## Data shown
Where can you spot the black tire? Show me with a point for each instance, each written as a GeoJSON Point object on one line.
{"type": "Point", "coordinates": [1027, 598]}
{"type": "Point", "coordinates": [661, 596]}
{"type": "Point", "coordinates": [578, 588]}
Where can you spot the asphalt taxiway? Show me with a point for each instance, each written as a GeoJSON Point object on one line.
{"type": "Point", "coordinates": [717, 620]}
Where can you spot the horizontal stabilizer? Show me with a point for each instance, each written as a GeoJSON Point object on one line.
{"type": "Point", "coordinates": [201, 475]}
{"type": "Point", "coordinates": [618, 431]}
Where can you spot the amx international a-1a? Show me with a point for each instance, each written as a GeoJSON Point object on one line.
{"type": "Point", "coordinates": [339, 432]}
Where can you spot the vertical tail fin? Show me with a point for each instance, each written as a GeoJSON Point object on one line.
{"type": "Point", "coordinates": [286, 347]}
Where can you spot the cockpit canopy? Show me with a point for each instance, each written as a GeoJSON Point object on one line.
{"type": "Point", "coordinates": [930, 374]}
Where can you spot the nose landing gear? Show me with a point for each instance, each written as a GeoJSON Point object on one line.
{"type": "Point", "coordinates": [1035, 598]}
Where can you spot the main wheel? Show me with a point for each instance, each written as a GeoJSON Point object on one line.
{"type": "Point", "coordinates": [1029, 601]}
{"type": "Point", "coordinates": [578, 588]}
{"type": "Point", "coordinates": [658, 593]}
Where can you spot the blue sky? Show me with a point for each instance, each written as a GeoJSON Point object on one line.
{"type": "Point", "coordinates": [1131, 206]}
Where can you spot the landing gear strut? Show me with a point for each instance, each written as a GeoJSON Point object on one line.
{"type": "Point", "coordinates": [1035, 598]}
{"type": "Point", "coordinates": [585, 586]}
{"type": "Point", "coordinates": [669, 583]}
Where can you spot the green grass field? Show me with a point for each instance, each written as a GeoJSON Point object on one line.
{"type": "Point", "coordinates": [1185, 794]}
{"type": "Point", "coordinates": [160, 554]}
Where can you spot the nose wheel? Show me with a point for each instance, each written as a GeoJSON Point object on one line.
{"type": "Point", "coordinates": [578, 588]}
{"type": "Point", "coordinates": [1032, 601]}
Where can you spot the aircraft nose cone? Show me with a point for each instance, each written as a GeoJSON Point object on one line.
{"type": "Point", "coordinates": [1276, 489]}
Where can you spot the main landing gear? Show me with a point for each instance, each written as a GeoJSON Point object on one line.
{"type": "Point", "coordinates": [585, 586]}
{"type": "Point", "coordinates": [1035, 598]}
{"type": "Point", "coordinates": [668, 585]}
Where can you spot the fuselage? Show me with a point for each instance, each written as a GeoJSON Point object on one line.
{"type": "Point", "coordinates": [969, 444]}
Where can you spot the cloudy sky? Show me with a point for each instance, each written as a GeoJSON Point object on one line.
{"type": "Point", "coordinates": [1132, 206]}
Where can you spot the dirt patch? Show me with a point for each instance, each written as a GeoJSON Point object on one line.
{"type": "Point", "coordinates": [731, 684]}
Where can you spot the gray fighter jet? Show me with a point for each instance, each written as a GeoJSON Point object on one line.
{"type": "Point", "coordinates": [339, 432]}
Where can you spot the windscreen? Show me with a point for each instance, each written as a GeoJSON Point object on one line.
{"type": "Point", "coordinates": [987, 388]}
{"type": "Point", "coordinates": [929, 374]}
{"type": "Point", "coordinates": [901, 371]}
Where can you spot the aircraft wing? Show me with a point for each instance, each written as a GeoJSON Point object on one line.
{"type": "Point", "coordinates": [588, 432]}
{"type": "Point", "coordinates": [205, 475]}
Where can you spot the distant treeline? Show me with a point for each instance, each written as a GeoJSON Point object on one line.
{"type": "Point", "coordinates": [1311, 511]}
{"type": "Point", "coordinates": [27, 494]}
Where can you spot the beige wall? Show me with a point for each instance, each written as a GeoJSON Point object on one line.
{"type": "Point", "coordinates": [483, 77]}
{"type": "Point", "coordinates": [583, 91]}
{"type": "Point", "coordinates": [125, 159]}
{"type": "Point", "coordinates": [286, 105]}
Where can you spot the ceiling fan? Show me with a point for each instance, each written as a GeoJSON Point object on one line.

## What you should do
All of the data above should be set down again exactly.

## Task answer
Where can you spot the black tire? Show me with a point for each instance, each written as a GeoJSON Point object on one line.
{"type": "Point", "coordinates": [1027, 598]}
{"type": "Point", "coordinates": [661, 596]}
{"type": "Point", "coordinates": [578, 588]}
Where can you spot the asphalt taxiway? Show me with a point for each instance, each written as a GeoJSON Point object on one line.
{"type": "Point", "coordinates": [717, 620]}
Where can you spot the horizontal stabilizer? Show me with a point for each instance, each written as a GeoJSON Point object on one line.
{"type": "Point", "coordinates": [201, 475]}
{"type": "Point", "coordinates": [618, 431]}
Where can you spot the amx international a-1a? Show me with a point for each instance, each written as a GeoJSON Point object on one line.
{"type": "Point", "coordinates": [339, 432]}
Where can you spot the vertical tail fin? Show me with a point for each instance, each written as a GeoJSON Point object on one line.
{"type": "Point", "coordinates": [286, 347]}
Where can you spot the cockpit canopy? Show me with a point for each instance, each written as a GeoJSON Point object on one line.
{"type": "Point", "coordinates": [930, 374]}
Where can you spot the nose landing gear? Show me with a point for each instance, each written as a GeoJSON Point object on one line.
{"type": "Point", "coordinates": [1035, 598]}
Where can you spot the main wheel? Show me with a point for each instance, each written as a GeoJSON Point object on one line.
{"type": "Point", "coordinates": [1029, 601]}
{"type": "Point", "coordinates": [578, 588]}
{"type": "Point", "coordinates": [658, 593]}
Where can you spot the blue sky? Show me with a point for each instance, each written as a GeoJSON Point object on one line.
{"type": "Point", "coordinates": [1131, 206]}
Where can you spot the landing gear strut? Show me with a point for each instance, each written as a GeoJSON Point object on one line.
{"type": "Point", "coordinates": [1035, 598]}
{"type": "Point", "coordinates": [585, 586]}
{"type": "Point", "coordinates": [669, 583]}
Where can you spot the green grass field? Show me with a point for each instance, each written as a GeoJSON Point object on one line.
{"type": "Point", "coordinates": [1185, 794]}
{"type": "Point", "coordinates": [160, 554]}
Where can you spot the nose wheel? Show me with a point for each instance, each written as a GeoJSON Point object on one line.
{"type": "Point", "coordinates": [578, 588]}
{"type": "Point", "coordinates": [1032, 601]}
Where can you spot the aircraft nose cone? Show me with a point for each instance, each written as a GeoJSON Point object on one line.
{"type": "Point", "coordinates": [1276, 489]}
Where can you spot the main landing gear? Show me with a point for each instance, each written as a GeoJSON Point object on one line.
{"type": "Point", "coordinates": [585, 586]}
{"type": "Point", "coordinates": [1035, 598]}
{"type": "Point", "coordinates": [668, 585]}
Where can you spot the fuselage? Show me with a point for each instance, each written as a GeoJSON Point object on one line.
{"type": "Point", "coordinates": [969, 444]}
Where can you spot the cloudy sky? Show me with a point for each instance, each written as a GeoJSON Point object on one line.
{"type": "Point", "coordinates": [1132, 206]}
Where can you spot the dirt patch? Show me with a point for each instance, each written as a GeoJSON Point object on one line.
{"type": "Point", "coordinates": [731, 684]}
Where can you spot the gray fighter jet? Show me with a point for each instance, each written as a GeoJSON Point object on one line.
{"type": "Point", "coordinates": [339, 432]}
Where can you spot the windscreen? Show me with a point for each instance, each written as a GeoJSON Point object on one line.
{"type": "Point", "coordinates": [987, 388]}
{"type": "Point", "coordinates": [929, 374]}
{"type": "Point", "coordinates": [901, 371]}
Where can you spot the aircraft wing? Show me with a point for each instance, each written as a GeoJSON Point object on one line.
{"type": "Point", "coordinates": [588, 432]}
{"type": "Point", "coordinates": [205, 475]}
Where can you spot the distant treeline? Show me with a point for each instance, each written as a GeoJSON Point object on one line.
{"type": "Point", "coordinates": [1311, 511]}
{"type": "Point", "coordinates": [27, 494]}
Where can you spot the beige wall? Show me with a point for each instance, each written as a GeoJSON Point object on one line.
{"type": "Point", "coordinates": [483, 77]}
{"type": "Point", "coordinates": [583, 91]}
{"type": "Point", "coordinates": [125, 159]}
{"type": "Point", "coordinates": [286, 105]}
Where can you spot the ceiling fan? Show me with a point for each instance, each written as a GeoJSON Point object on one line.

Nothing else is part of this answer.